*Aim of the exercise:* Show every row below that contains the word "rectangular". Case counts, so a row qualifies only if its capitalization matches.
========
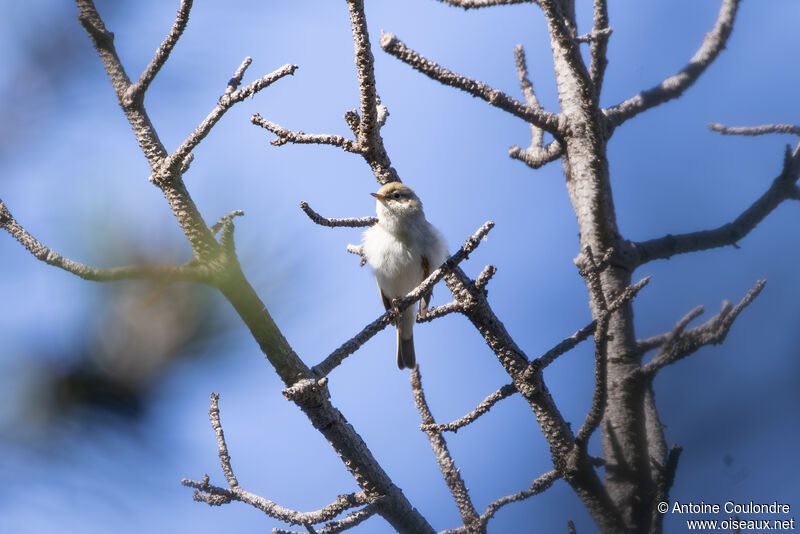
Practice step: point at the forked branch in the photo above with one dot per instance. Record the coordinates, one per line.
(474, 4)
(533, 114)
(674, 86)
(680, 343)
(188, 272)
(216, 496)
(536, 155)
(783, 188)
(482, 409)
(451, 474)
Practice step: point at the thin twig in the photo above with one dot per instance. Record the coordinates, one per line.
(351, 345)
(713, 43)
(783, 187)
(224, 456)
(474, 4)
(712, 332)
(352, 222)
(533, 114)
(137, 90)
(451, 474)
(302, 138)
(236, 79)
(483, 408)
(226, 101)
(755, 130)
(188, 272)
(352, 519)
(215, 495)
(599, 46)
(440, 311)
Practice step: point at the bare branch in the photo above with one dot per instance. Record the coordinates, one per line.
(302, 138)
(224, 457)
(215, 495)
(188, 272)
(783, 187)
(536, 157)
(351, 345)
(755, 130)
(474, 4)
(226, 101)
(483, 408)
(483, 278)
(349, 521)
(219, 225)
(566, 345)
(451, 474)
(535, 115)
(599, 395)
(351, 222)
(713, 43)
(570, 342)
(365, 63)
(644, 346)
(539, 485)
(137, 90)
(527, 91)
(439, 311)
(712, 332)
(236, 79)
(599, 46)
(373, 114)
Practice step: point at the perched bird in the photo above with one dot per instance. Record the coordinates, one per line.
(403, 249)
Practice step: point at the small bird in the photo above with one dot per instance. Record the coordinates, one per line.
(403, 249)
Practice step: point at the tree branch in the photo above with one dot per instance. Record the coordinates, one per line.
(373, 114)
(188, 272)
(351, 345)
(224, 457)
(755, 130)
(713, 43)
(474, 4)
(351, 222)
(483, 408)
(599, 46)
(226, 101)
(535, 115)
(539, 485)
(238, 74)
(136, 91)
(680, 344)
(783, 187)
(535, 155)
(302, 138)
(215, 496)
(451, 474)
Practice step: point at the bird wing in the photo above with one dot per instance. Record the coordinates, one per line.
(426, 298)
(387, 303)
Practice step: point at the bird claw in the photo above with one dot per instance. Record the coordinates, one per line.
(394, 312)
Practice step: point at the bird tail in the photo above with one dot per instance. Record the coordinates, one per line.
(406, 357)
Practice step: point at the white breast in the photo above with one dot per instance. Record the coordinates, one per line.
(397, 264)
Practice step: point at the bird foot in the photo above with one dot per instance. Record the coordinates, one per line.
(394, 312)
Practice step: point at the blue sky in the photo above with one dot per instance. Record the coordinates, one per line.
(72, 174)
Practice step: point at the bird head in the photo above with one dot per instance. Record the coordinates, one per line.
(396, 200)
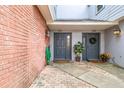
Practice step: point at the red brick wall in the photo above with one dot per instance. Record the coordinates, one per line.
(22, 45)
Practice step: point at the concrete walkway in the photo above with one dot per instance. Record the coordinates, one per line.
(81, 75)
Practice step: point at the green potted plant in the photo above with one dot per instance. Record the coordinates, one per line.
(78, 50)
(105, 57)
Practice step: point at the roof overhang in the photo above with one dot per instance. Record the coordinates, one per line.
(80, 26)
(48, 14)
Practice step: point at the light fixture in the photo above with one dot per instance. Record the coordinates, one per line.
(117, 32)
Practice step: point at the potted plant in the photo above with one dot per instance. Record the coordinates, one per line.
(78, 50)
(105, 57)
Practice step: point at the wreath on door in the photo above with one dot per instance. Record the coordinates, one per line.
(92, 40)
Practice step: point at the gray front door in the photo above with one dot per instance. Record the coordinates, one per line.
(62, 46)
(91, 43)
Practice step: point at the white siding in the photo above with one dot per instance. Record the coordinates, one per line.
(110, 12)
(71, 12)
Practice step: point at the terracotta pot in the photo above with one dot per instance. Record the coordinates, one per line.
(77, 58)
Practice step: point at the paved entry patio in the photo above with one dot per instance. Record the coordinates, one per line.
(80, 74)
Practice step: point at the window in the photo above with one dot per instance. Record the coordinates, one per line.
(99, 8)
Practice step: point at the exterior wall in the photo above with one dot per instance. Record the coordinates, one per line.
(22, 45)
(72, 12)
(115, 45)
(110, 12)
(76, 36)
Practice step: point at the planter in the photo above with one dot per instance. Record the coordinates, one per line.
(77, 58)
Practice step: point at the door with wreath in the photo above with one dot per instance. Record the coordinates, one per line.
(91, 42)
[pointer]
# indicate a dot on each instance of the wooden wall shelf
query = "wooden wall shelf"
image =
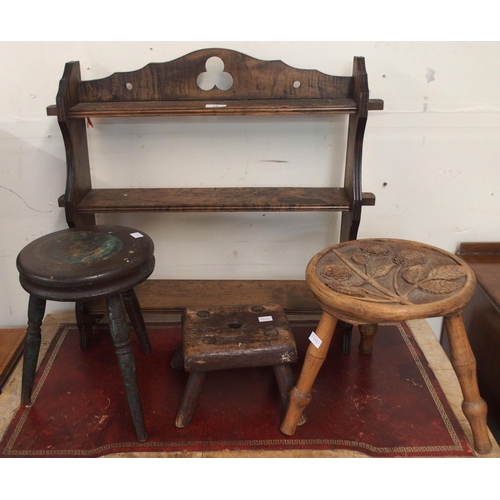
(238, 85)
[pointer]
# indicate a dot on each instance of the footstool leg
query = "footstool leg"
(464, 364)
(368, 333)
(189, 399)
(135, 314)
(121, 338)
(300, 396)
(36, 311)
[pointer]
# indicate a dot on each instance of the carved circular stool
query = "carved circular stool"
(79, 265)
(217, 338)
(366, 282)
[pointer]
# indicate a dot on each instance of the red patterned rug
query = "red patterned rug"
(386, 405)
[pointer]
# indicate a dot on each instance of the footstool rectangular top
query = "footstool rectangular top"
(224, 337)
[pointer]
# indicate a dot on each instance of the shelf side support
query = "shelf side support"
(352, 177)
(78, 180)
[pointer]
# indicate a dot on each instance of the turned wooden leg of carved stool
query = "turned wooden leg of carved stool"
(284, 378)
(300, 395)
(368, 333)
(189, 399)
(121, 338)
(36, 311)
(464, 364)
(134, 313)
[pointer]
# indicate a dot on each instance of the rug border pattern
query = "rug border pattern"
(236, 445)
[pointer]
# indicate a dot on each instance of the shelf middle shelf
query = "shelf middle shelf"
(217, 199)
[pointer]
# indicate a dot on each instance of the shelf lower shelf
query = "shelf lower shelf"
(217, 200)
(176, 295)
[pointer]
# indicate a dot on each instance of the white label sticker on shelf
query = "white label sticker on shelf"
(315, 340)
(263, 319)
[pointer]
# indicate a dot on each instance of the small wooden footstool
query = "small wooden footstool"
(217, 338)
(366, 282)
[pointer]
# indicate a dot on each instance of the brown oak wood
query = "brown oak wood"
(224, 337)
(172, 89)
(481, 317)
(366, 282)
(217, 200)
(162, 295)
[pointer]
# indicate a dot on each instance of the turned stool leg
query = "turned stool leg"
(464, 364)
(368, 333)
(189, 399)
(121, 338)
(135, 314)
(36, 311)
(300, 395)
(284, 378)
(85, 324)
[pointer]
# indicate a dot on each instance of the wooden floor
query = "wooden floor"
(438, 362)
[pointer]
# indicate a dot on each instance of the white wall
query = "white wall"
(436, 145)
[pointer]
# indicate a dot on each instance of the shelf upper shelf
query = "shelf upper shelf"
(217, 200)
(220, 107)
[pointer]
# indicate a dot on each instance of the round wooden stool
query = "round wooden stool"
(82, 264)
(366, 282)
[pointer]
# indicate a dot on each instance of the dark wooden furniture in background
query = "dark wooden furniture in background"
(482, 322)
(79, 265)
(367, 282)
(221, 338)
(187, 86)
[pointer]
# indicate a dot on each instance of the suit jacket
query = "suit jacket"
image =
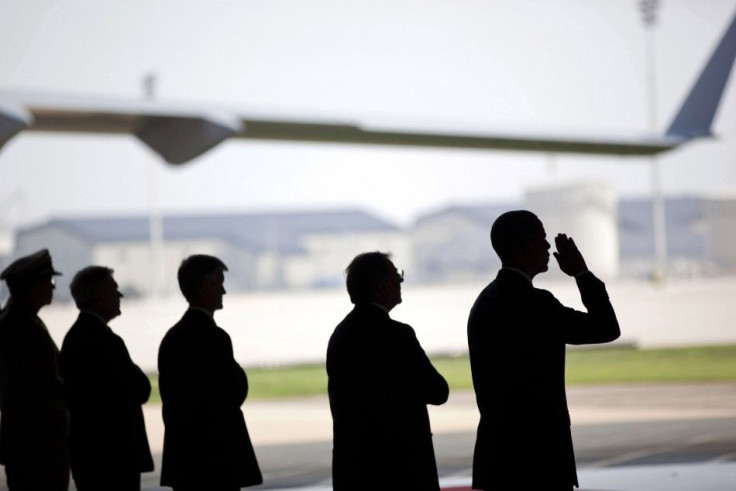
(206, 442)
(104, 391)
(380, 382)
(517, 336)
(34, 434)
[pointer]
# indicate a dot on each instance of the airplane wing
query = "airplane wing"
(181, 132)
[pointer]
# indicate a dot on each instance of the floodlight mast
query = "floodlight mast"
(649, 16)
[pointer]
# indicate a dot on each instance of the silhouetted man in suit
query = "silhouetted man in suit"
========
*Exercise solution:*
# indicate a dot on each instance of the footstool rectangular top
query = "footstool rectangular top"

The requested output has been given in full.